▸ **What is required**:
Repeat precisely the span of lines below that opens with the line containing "Find the white" and closes with the line containing "Find the island", both included.

▸ **Records to process**:
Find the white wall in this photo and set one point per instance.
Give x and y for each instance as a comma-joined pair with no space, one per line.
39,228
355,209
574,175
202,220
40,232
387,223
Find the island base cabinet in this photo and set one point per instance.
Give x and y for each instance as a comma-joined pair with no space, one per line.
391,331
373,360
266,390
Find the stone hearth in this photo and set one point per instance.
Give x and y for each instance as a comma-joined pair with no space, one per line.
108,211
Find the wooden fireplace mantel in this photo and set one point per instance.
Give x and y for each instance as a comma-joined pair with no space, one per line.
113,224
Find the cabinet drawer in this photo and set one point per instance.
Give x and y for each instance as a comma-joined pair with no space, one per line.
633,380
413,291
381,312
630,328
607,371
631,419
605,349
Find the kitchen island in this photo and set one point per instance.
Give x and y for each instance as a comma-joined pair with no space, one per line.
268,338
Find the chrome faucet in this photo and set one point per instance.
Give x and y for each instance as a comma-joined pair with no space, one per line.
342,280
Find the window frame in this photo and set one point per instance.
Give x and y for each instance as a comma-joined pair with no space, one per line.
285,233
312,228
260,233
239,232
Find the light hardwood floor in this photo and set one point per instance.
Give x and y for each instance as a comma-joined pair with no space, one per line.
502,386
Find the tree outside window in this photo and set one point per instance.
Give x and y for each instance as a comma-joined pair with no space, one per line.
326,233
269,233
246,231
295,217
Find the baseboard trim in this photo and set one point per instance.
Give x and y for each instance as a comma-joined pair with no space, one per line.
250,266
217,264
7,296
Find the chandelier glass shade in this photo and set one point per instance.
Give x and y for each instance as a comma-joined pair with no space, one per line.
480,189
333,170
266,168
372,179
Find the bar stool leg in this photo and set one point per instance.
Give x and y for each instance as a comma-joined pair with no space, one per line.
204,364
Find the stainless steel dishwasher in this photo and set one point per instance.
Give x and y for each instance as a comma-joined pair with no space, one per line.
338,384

---

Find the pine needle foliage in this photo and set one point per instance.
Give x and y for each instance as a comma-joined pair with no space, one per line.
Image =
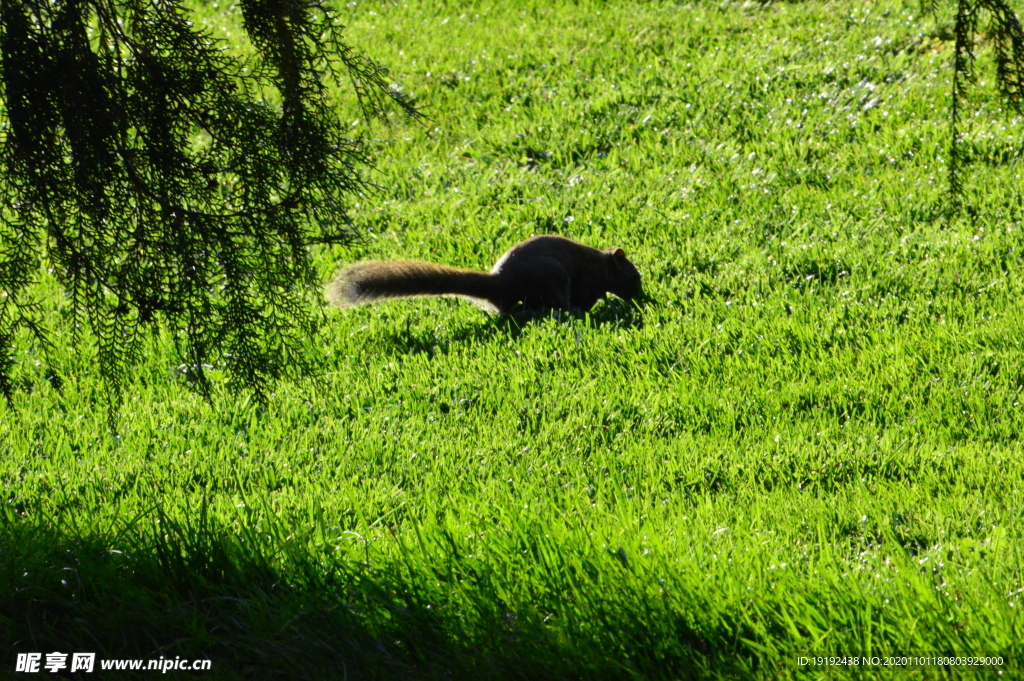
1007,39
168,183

▸ **Answer box**:
Find the white wall in this photo and set one point per instance.
Give x and y for each instance as a comma-joined pair with no space, one per line.
39,228
355,209
574,175
202,220
40,232
387,223
Find the island base cabinet in this photo and set one point per instance.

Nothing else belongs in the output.